= WHAT TO PRODUCE =
Reproduce the rows below word for word, leaving out the pictures.

= MATERIAL FOR THE TASK =
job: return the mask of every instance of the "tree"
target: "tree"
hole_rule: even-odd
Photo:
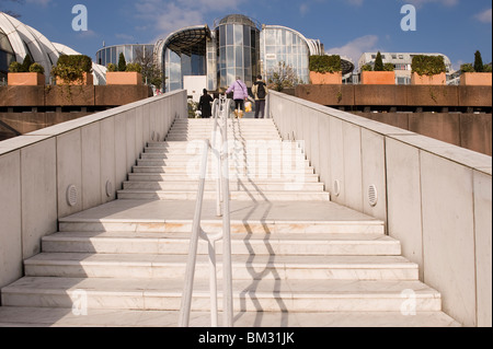
[[[378,51],[377,58],[375,59],[375,71],[385,71],[383,60],[381,59],[381,54]]]
[[[31,59],[31,56],[27,54],[24,57],[24,61],[22,62],[22,71],[30,71],[30,67],[33,63],[33,60]]]
[[[24,4],[24,0],[4,0],[4,1],[10,1],[10,2],[15,2],[15,3],[20,3],[20,4]],[[3,1],[2,1],[3,2]],[[0,8],[0,12],[7,13],[8,15],[13,16],[14,19],[19,19],[21,15],[16,12],[10,11],[10,10],[4,10]]]
[[[295,69],[284,61],[279,61],[277,67],[271,69],[268,75],[270,88],[278,92],[294,88],[300,82]]]
[[[121,53],[118,57],[118,71],[126,71],[126,70],[127,70],[127,61],[125,60],[124,54]]]
[[[154,63],[153,55],[149,55],[149,53],[146,55],[144,48],[138,48],[136,49],[135,61],[142,67],[141,73],[145,83],[161,89],[162,70]]]
[[[483,70],[484,70],[483,59],[481,58],[481,53],[477,50],[474,54],[474,71],[483,72]]]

= RIGHT ANSWER =
job: return the mask of every instance of the "tree"
target: "tree"
hole_rule: even-odd
Photo:
[[[378,51],[377,58],[375,59],[375,71],[385,71],[383,60],[381,59],[381,54]]]
[[[31,59],[31,56],[27,54],[24,57],[24,61],[22,62],[22,71],[30,71],[30,67],[33,63],[33,60]]]
[[[24,4],[24,0],[4,0],[4,1],[10,1],[10,2],[15,2],[15,3],[20,3],[20,4]],[[3,1],[2,1],[3,2]],[[0,8],[0,12],[7,13],[8,15],[13,16],[14,19],[19,19],[21,15],[16,12],[10,11],[10,10],[4,10]]]
[[[295,69],[284,61],[279,61],[277,67],[271,69],[268,75],[270,88],[278,92],[294,88],[300,82]]]
[[[121,53],[118,57],[118,71],[126,71],[126,70],[127,70],[127,61],[125,60],[124,54]]]
[[[154,63],[153,55],[149,55],[149,53],[146,55],[144,48],[138,48],[136,49],[135,61],[142,67],[141,73],[145,83],[161,89],[162,70]]]
[[[483,70],[484,70],[483,59],[481,58],[481,53],[477,50],[474,54],[474,71],[483,72]]]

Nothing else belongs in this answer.